[[ Text for analysis open ]]
SB: I always liked looking at Monthly Review magazine over the years, at the two kinds of traditions in Monthly Review’s body of work. One is the theoretical writing that gives you an education about how capitalism works, but can take effort to get into. Then there’s the tradition Monthly Review is famous for, which is writing that is forceful and lucid about how capitalism is experienced by workers. Leo Huberman wrote some of that in the beginning; Michael Yates today is doing similar writing. That voice—clear, forceful, almost plain speaking—is the way to make your case. I guess I wanted to write in a way that would be accessible and engaging for people who don’t read a lot of history.

Another thing that influenced me was Paul Sweezy’s saying: “See the present as history,” which became a kind of mantra for Monthly Review.12 My book doesn’t deal with the present much, but it does make the case that everything happening now is part of the same moment that extends back to the 1930s and before. Things like the Project that were happening in the ’30s are relevant today for the same reason.

F. O. Matthiessen, Sweezy’s close friend from Harvard, also comes up in my book.13 He had some money from an inheritance lying around that he gave to Sweezy, who used it to found Monthly Review. Matthiessen contributed to the magazine a few times. He was gay and died tragically, killing himself when he was under pressure from Joseph McCarthy’s Red Scare.14 He was an important figure in my story, because his American Renaissance was one of these emblematic books from the early decades of the twentieth century, saying that U.S. culture and literature was a subject worthy of significant study and deep engagement. Of course, the FWP was part of that same trend.
[[ Text for analysis closed ]]
[[ Entries provided open ]]
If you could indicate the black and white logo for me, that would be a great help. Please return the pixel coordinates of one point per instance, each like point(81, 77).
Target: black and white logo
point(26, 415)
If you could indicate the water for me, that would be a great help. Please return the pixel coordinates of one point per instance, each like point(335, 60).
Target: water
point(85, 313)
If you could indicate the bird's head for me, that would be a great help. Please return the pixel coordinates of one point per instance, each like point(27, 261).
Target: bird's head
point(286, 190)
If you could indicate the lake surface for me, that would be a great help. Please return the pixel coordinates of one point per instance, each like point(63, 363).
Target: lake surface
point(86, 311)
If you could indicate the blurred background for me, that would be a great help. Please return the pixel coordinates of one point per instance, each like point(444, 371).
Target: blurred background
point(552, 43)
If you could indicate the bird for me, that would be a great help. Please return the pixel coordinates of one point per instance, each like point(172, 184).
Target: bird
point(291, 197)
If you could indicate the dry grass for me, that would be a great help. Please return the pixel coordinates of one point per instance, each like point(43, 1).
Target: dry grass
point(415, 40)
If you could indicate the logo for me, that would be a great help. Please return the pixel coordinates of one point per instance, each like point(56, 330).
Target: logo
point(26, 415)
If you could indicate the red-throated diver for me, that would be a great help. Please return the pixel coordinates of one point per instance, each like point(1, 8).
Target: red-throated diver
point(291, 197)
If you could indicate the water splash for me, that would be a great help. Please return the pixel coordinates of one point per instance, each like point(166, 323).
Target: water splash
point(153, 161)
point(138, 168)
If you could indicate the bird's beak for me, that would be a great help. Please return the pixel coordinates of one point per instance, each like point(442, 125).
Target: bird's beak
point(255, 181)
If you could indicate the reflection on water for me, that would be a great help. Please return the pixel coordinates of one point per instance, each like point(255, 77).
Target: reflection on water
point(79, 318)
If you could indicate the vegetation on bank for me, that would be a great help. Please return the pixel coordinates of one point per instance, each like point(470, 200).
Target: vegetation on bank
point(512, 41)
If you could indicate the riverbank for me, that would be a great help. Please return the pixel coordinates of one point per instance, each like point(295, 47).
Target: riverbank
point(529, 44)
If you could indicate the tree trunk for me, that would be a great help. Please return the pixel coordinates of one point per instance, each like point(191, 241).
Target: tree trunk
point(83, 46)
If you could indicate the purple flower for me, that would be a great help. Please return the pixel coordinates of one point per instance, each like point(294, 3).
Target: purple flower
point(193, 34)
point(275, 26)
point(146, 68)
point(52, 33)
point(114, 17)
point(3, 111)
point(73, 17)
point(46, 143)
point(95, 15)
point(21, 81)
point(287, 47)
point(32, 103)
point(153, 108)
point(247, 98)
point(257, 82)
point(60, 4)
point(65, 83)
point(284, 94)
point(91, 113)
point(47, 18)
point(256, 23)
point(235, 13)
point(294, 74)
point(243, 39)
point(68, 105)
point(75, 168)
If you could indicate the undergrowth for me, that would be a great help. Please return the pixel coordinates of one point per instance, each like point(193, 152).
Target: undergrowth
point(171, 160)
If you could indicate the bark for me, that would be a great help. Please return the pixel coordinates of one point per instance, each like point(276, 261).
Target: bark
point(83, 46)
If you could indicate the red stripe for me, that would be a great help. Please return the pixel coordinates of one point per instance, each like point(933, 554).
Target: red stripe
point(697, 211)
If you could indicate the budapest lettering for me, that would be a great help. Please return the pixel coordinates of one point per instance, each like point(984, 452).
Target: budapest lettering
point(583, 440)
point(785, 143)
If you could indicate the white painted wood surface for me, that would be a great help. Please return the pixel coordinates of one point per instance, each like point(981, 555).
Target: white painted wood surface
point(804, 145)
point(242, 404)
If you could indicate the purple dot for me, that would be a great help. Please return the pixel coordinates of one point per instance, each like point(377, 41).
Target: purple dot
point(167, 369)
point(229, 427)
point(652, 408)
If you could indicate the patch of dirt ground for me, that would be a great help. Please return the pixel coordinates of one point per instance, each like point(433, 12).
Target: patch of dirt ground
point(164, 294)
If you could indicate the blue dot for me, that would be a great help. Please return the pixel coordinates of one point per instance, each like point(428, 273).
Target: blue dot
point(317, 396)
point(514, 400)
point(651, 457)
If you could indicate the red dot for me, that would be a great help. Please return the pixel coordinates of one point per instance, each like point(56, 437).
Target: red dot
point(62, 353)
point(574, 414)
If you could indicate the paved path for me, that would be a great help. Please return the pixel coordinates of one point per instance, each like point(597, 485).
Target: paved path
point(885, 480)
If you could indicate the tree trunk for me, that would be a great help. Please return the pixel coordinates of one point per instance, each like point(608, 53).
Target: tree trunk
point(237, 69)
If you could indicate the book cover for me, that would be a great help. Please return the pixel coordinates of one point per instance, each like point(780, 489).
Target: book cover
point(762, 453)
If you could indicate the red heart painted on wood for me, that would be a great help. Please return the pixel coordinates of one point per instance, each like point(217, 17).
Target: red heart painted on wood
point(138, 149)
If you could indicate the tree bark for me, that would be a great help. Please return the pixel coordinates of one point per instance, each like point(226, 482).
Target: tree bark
[[ Entries provided closed ]]
> What you need to do:
A – In the interview excerpt about Monthly Review, what did Sweezy do with the inheritance money that Matthiessen gave him?
B – Reproduce the passage of the interview excerpt about Monthly Review starting with "Another thing that" and going on through "the same reason.".
C – Write the next part of the interview excerpt about Monthly Review, beginning after its final sentence.

> Exercise results:
A – He used it to found Monthly Review.

B –
Another thing that influenced me was Paul Sweezy’s saying: “See the present as history,” which became a kind of mantra for Monthly Review.12 My book doesn’t deal with the present much, but it does make the case that everything happening now is part of the same moment that extends back to the 1930s and before. Things like the Project that were happening in the ’30s are relevant today for the same reason.

C –
sd: What’s the main thing you want us to remember about your book?

SB: The FWP was important because it gestured toward this philosophy of writing and artistic creation as forms of labor. And it sent workers out into communities. It said to people: “I want to hear your stories. Tell me what your life is like; I’ll take it all down.” And someone, somewhere, might read it.

This was huge—an important form of recognition for people who told their stories—it had never happened before. There’s a lot of dignity that came with being able to say, “This is where I fit into the whole picture of the United States.” That was the hidden meaning the Project left behind.

Notes

  1. Federal Writers’ Project,” Library of Congress, accessed January 24, 2022.
  2. American Guide Series: The WPA Federal Writers’ Project,” Rowan University, accessed January 24, 2022.
  3. Scott Borchert, Republic of Detours: How the New Deal Paid Broke Writers to Rediscover America (New York: Farrar, Straus and Giroux, 2021).
  4. Marshall Curry, A Night at the Garden (New York: Marshall Curry Productions, 2017).
  5. Federal Writers’ Project, These Are Our Lives (Washington DC: Federal Writers’ Project, 1939). It was reprinted by other presses, including, most recently, University of North Carolina Press in 2011.
  6. Born in Slavery: Slave Narratives from the Federal Writers’ Project, 1936 to 1938,” Library of Congress, accessed January 24, 2022.
  7. Susan Rubenstein DeMasi, Henry Alsberg: The Driving Force of the New Deal Federal Writers’ Project (Jefferson, NC: McFarland & Company, 2016).
  8. Nelson Algren, A Walk on the Wild Side (New York: Farrar, Straus & Cudahy, 1956).
  9. Scott Borchert, “A New Deal for Writers in America,” New York Times, July 6, 2021.
  10. 21st Century Federal Writers’ Project Act, H.R. 3054, 117th Cong. (2021–22).
  11. Borchert, Republic of Detours, 292.
  12. Paul Sweezy, Present as History (New York: Monthly Review Press, 1953); Bernard D’Mello and Subhas Aikat, “Monthly Review School and ‘The Present as History’: An Introduction,” Monthly Review Essays, September 13, 2021.
  13. See the commemorative issue on F. O. Matthiessen: Monthly Review 2, no. 6 (October 1950).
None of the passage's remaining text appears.